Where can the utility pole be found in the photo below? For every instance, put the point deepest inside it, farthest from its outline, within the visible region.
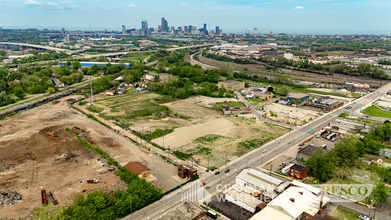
(130, 197)
(92, 95)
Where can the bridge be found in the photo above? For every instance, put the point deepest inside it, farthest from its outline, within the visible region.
(120, 54)
(40, 47)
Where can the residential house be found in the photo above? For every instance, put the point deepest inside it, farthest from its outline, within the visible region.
(294, 203)
(298, 172)
(139, 169)
(385, 152)
(379, 160)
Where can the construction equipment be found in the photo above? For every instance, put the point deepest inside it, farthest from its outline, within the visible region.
(54, 200)
(44, 198)
(54, 134)
(92, 181)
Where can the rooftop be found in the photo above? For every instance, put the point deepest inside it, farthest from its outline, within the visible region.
(298, 167)
(308, 150)
(297, 95)
(244, 197)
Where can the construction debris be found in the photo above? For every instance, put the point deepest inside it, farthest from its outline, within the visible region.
(52, 198)
(92, 181)
(44, 198)
(9, 199)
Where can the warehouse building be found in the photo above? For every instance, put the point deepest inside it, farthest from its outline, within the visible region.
(298, 97)
(231, 85)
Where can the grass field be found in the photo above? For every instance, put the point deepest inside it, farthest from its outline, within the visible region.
(342, 214)
(136, 56)
(377, 112)
(219, 105)
(257, 101)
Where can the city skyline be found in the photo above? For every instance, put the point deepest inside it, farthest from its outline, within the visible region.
(266, 15)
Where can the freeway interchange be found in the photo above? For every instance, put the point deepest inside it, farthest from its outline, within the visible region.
(256, 157)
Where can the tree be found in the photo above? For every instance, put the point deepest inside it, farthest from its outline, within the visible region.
(19, 92)
(3, 53)
(50, 90)
(380, 193)
(76, 65)
(3, 95)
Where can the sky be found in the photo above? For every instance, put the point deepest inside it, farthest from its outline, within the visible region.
(287, 16)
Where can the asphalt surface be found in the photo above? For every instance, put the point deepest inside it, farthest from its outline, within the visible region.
(256, 157)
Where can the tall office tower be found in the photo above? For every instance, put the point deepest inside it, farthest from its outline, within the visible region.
(164, 25)
(123, 29)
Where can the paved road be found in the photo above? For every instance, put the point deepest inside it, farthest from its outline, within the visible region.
(254, 158)
(260, 117)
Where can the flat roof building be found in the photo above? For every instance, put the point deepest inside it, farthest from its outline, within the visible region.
(298, 96)
(293, 203)
(231, 85)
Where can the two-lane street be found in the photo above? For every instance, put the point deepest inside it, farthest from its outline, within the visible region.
(256, 157)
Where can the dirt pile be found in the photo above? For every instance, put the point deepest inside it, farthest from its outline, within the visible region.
(9, 198)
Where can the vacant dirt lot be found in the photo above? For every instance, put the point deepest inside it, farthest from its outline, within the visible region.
(287, 113)
(30, 160)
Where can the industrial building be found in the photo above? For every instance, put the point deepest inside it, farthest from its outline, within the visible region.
(231, 85)
(306, 152)
(89, 64)
(323, 104)
(294, 203)
(357, 87)
(298, 96)
(266, 186)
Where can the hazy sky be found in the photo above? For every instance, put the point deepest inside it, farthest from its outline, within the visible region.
(289, 15)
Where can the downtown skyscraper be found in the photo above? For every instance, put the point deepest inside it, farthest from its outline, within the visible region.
(164, 25)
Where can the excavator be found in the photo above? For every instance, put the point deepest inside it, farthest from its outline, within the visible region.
(54, 134)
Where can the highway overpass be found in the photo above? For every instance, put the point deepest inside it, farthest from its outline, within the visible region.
(120, 54)
(41, 47)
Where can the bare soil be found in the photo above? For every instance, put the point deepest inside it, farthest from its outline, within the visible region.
(31, 160)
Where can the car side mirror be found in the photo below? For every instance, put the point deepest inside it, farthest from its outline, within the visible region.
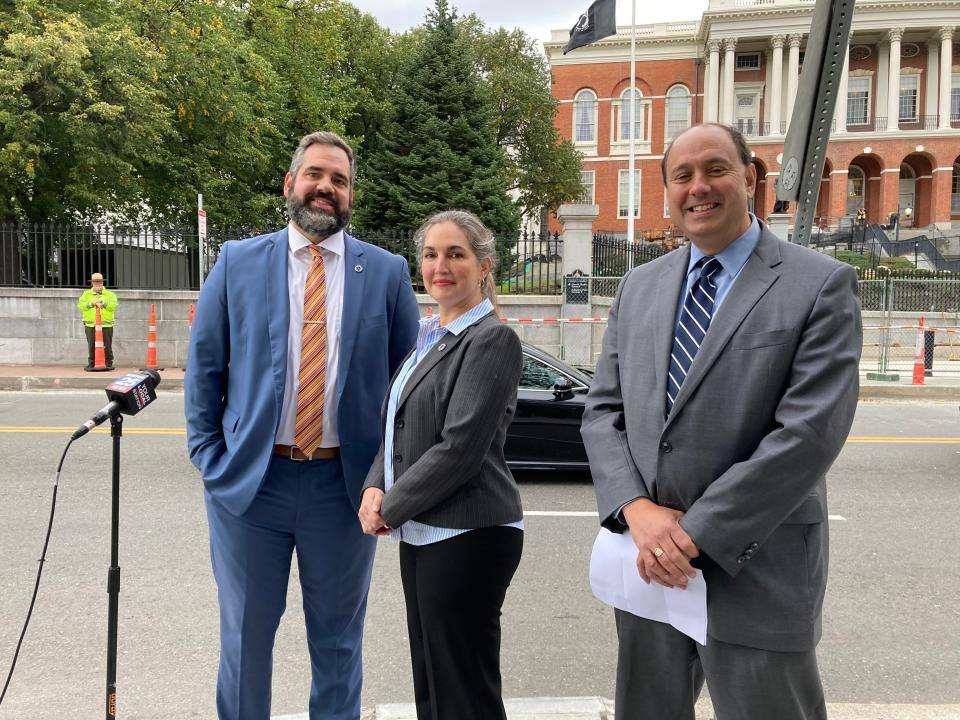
(563, 389)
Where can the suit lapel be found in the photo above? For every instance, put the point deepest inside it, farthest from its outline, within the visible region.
(278, 318)
(442, 349)
(753, 282)
(354, 278)
(670, 284)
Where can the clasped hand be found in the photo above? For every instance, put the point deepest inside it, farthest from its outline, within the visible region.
(371, 520)
(655, 527)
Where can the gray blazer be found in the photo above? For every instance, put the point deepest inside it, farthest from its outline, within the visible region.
(449, 431)
(757, 423)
***
Quote every record above exactly, leaving out the pictures.

Where can the utility pole be found in the photo below? For every instance, put the point deepest inside it, farthest from its outline, within the visible region.
(130, 197)
(92, 95)
Where can the bridge be found in the photo above? For every instance, put the point deepest inside it, farthest from its outline, within the visible region.
(120, 54)
(40, 47)
Where can the residential house be found in the photo above? For every instance, put the point deepest inside it, farthest from its outline, within the visible region.
(294, 203)
(298, 172)
(139, 169)
(385, 152)
(379, 160)
Where can the construction equipment be found in the photo above? For every instance, put the point deepest inside it, farthest from its outline, within the visible region.
(54, 200)
(44, 198)
(54, 134)
(92, 181)
Where can the rooftop be found in the photo above? For every instance, put the point deepest inside it, farthest from its outline, within the visible region.
(298, 167)
(308, 150)
(297, 95)
(244, 197)
Where can the construction debris be found in the photo above? For every instance, put the point deepest inside it, farthest from its outline, within the visible region.
(52, 198)
(92, 181)
(44, 198)
(9, 199)
Where can the warehouse building be found in the photo above? For every instance, put the point deepest inside it, farthest from its outline, within the visible region.
(298, 97)
(231, 85)
Where can the grass field be found in the photo above? For every instance, put the point deepest inside it, farthest from its outline, within the visible region.
(342, 214)
(136, 56)
(377, 112)
(219, 105)
(257, 101)
Where can the city skyline be found in the photo above? For every instance, put the point deepest inside it, farthest from its outline, within the visible region.
(266, 15)
Where can the freeway interchange be found in the photo above? For every instance, put the point deepest inside it, farthest from its outline, within the visible region.
(256, 157)
Where can the tree be found in the photo above? For every instance, put the point deepest inside it, farthest from its outline, within the visible region.
(19, 92)
(3, 53)
(50, 90)
(380, 193)
(76, 65)
(3, 95)
Where can the sky be found in the photo above? For every instance, put the point deepest inside it, farthest from its outline, within the visible region.
(287, 16)
Where can the asphalt surface be found in the photo above? For every instance, put the point deepest inside it, farthest from its outline, within the visible region.
(256, 157)
Where can the tall office tower be found in the photo above? For every instance, put the point deepest inside it, farthest from its outline, within the visible region.
(164, 25)
(123, 29)
Where can the paved road be found in the photo above? For every instance, put the point deepest inside it, farthest from its outline, within the visible region.
(254, 158)
(260, 117)
Where can the flat roof building be found in the photo above? For every instance, put the point deepest inside it, farthest from its outline, within the visible region.
(298, 96)
(293, 203)
(231, 85)
Where can the two-lane street be found in the photo above? For every instance, put the point deepest inside it, farthest from its outline, within the visible region.
(256, 157)
Where can the dirt pile be found in the photo above? For every instance, put the point deepest inside it, farthest from its outline, within the visible region.
(9, 198)
Where can the vacant dirt lot be found in the photo above? For every instance, put the point deepest inside it, farthest from its outline, within the visible region.
(287, 113)
(30, 160)
Where can the industrial building be found in the photo above? For every instance, put the point deepest inside it, farthest from its outline, within the visible region.
(231, 85)
(306, 152)
(89, 64)
(323, 104)
(294, 203)
(357, 87)
(298, 96)
(266, 186)
Where can the hazy sky be found in the photo above? For every instance, put the point deepest inside it, farthest from its outline, within the visible region.
(289, 15)
Where can the downtown skyscraper be found in the photo above? For every instance, put the point deepest inside it, farthest from its outline, within the visible region.
(164, 25)
Where can the excavator be found in the photo above? For every instance, put the point deepest inside it, farthest from its outline, within the visible region.
(54, 134)
Where can the highway overpass be found in the photo above? For every instance, put the point deepest inside it, farthest from its outline, within the visible region.
(120, 54)
(41, 47)
Where can the bare soil be found in the photo above? For every instance, put the point deepest inside it, farthest from its outline, within the visible region.
(31, 160)
Where can the car side mirror be found in the photo below? For every instance, put the point deepest inside it, farthest from its outline, within the visible region.
(563, 389)
Where can the suit lapel be found in the photo above? For every instance, put the point deepest inside it, farthest from its outline, within the visible region.
(278, 318)
(442, 349)
(753, 282)
(354, 278)
(670, 284)
Where can the clasped hand be found in the photo above? For every instance, put the point deepest inside it, farthest from its outline, within the visible region.
(371, 520)
(655, 527)
Where can the gray blazer be found in the photo above? For every instance, put the point deepest inside it, farthest from its outline, within the visible region.
(449, 431)
(757, 423)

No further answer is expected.